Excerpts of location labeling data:

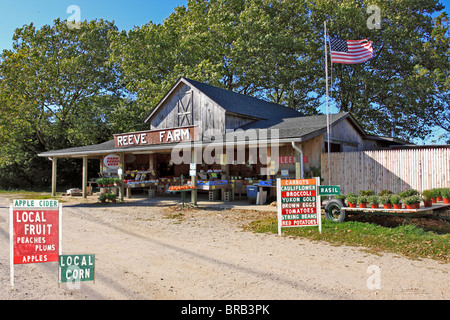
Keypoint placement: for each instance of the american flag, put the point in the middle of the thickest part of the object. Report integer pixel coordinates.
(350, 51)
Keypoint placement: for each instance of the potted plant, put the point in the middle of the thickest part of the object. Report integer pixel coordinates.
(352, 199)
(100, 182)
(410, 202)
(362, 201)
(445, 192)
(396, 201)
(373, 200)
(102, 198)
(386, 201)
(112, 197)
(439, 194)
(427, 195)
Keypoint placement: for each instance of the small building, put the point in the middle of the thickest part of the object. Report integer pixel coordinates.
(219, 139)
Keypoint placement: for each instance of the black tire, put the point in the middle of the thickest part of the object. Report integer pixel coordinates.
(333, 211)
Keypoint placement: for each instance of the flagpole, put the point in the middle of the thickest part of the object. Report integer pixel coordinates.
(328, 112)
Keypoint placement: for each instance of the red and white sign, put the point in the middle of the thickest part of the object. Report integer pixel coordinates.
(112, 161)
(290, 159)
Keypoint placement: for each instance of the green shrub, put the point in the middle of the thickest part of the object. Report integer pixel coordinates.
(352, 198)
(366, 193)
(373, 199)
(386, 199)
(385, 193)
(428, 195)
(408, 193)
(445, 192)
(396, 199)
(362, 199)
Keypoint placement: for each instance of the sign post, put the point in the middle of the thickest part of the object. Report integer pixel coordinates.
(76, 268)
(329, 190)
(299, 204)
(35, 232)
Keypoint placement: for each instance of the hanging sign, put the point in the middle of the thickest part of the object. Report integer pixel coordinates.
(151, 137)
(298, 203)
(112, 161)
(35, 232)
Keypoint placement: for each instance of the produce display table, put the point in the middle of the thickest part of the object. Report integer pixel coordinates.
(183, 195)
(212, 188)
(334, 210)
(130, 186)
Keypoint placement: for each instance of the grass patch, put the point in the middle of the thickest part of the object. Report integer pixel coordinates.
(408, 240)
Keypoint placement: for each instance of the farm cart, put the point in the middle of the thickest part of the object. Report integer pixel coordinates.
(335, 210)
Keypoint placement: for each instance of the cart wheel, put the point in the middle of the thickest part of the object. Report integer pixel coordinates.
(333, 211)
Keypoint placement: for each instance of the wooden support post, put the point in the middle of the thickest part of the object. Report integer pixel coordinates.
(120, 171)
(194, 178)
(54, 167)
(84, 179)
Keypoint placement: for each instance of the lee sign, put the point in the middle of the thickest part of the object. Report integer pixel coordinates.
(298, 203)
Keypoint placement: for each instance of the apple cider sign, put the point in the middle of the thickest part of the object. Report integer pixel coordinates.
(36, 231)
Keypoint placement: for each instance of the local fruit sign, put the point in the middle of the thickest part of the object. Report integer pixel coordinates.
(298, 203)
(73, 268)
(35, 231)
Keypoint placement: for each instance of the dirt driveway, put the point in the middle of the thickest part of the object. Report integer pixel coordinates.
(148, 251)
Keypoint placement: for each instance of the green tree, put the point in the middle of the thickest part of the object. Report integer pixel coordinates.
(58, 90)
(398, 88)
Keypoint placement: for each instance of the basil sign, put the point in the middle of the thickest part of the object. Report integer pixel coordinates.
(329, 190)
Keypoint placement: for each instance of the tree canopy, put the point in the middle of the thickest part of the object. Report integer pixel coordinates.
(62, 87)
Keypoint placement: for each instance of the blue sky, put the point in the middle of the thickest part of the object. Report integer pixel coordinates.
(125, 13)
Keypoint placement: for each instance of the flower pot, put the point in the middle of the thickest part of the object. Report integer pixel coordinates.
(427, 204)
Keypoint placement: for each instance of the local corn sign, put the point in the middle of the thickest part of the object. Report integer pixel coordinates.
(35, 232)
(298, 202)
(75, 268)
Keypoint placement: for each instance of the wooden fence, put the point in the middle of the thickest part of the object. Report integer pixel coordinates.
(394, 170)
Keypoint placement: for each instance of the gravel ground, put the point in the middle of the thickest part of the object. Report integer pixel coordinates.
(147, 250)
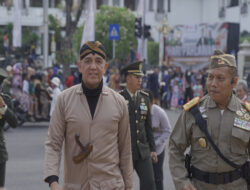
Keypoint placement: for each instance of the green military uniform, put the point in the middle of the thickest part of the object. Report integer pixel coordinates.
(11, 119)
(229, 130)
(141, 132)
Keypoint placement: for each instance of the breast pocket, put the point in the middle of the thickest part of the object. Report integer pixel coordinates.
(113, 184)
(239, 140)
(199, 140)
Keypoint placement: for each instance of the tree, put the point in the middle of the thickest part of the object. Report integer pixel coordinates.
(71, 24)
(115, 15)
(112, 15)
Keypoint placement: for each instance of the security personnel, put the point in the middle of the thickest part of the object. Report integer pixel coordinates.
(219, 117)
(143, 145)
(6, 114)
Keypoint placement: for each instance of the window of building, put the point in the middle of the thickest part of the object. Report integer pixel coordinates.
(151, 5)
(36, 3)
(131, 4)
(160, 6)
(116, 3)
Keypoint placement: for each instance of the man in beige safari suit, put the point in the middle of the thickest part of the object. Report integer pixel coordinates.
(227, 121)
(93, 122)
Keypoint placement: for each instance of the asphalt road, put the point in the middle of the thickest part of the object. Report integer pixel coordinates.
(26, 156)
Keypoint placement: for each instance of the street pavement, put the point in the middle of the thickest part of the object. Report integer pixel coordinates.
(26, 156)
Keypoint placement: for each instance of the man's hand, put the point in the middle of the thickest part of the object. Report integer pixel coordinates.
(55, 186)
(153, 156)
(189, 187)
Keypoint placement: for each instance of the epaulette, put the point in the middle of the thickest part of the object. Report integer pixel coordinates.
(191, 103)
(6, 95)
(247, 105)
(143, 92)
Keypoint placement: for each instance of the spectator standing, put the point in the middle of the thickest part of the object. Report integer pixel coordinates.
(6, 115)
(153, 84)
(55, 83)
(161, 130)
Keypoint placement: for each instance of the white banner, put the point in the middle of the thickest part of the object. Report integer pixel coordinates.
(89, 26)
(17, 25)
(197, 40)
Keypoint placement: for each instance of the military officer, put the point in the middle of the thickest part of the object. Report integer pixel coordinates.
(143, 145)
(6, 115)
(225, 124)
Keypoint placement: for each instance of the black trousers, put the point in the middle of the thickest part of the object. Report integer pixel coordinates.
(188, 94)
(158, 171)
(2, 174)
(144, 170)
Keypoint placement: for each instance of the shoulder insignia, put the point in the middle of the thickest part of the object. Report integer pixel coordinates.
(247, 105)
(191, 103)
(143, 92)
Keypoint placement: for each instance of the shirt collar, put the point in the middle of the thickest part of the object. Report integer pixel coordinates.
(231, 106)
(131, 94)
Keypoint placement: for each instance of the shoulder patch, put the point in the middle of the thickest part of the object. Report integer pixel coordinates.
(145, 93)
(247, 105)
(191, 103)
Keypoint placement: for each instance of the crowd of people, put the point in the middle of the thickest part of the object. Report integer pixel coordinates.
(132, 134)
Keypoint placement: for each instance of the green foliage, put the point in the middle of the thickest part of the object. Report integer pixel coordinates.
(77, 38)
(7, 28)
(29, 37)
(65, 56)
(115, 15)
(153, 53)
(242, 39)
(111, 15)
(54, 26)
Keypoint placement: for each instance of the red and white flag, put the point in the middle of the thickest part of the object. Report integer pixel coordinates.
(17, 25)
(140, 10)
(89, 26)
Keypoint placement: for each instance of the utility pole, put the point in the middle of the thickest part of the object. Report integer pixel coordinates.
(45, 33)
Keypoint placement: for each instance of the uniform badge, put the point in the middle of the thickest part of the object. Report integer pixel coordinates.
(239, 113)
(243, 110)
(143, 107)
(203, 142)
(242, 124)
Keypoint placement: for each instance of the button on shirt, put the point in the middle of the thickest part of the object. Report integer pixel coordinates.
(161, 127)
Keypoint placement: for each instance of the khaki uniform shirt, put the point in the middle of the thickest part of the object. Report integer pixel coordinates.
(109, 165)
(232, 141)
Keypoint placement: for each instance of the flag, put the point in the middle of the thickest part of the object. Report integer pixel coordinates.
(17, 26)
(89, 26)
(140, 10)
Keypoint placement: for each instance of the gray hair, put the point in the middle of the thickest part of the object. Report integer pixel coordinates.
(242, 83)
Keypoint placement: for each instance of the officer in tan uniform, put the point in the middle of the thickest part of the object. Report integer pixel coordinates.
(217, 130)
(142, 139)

Task prompt: Reproduce exactly the lines from the one with "Keypoint placement: for each instance of the utility" through the end of the entries above, both ends included.

Exercise response:
Keypoint placement: for each instance of the utility pole, put the point in the middle of the thickest part of the object. Report integer pixel coordinates.
(45, 33)
Keypoint placement: for each instance of the uniform badge, put the point in the middle of the thickest part of the object. Report integer pixel coordinates.
(239, 113)
(243, 110)
(143, 107)
(203, 142)
(242, 124)
Keypoint placement: for each instance of the button on shirt, put the point in the middle of the thickest part of the object. Report integer pixel coordinates.
(161, 127)
Keypoint placement: for each instance of the khaki uniform shirt, put the point in the middle of the thickest part of the object. Report integer pixel coordinates.
(109, 165)
(232, 141)
Keypoint placement: for each instance of the flag, put the point in the middle of the thickest part of the object. Report integer pixel coordinates.
(17, 26)
(89, 26)
(140, 10)
Keypoint placement: for each instance of the gray hair, put the point in the middle of the thickest part of the object. Report integer pixel coordinates.
(242, 83)
Keypoint placement: for each instance of the officer in tan uniform, put the point in the middle of the thickest part of the object. Report integer pixel coordinates.
(217, 130)
(142, 139)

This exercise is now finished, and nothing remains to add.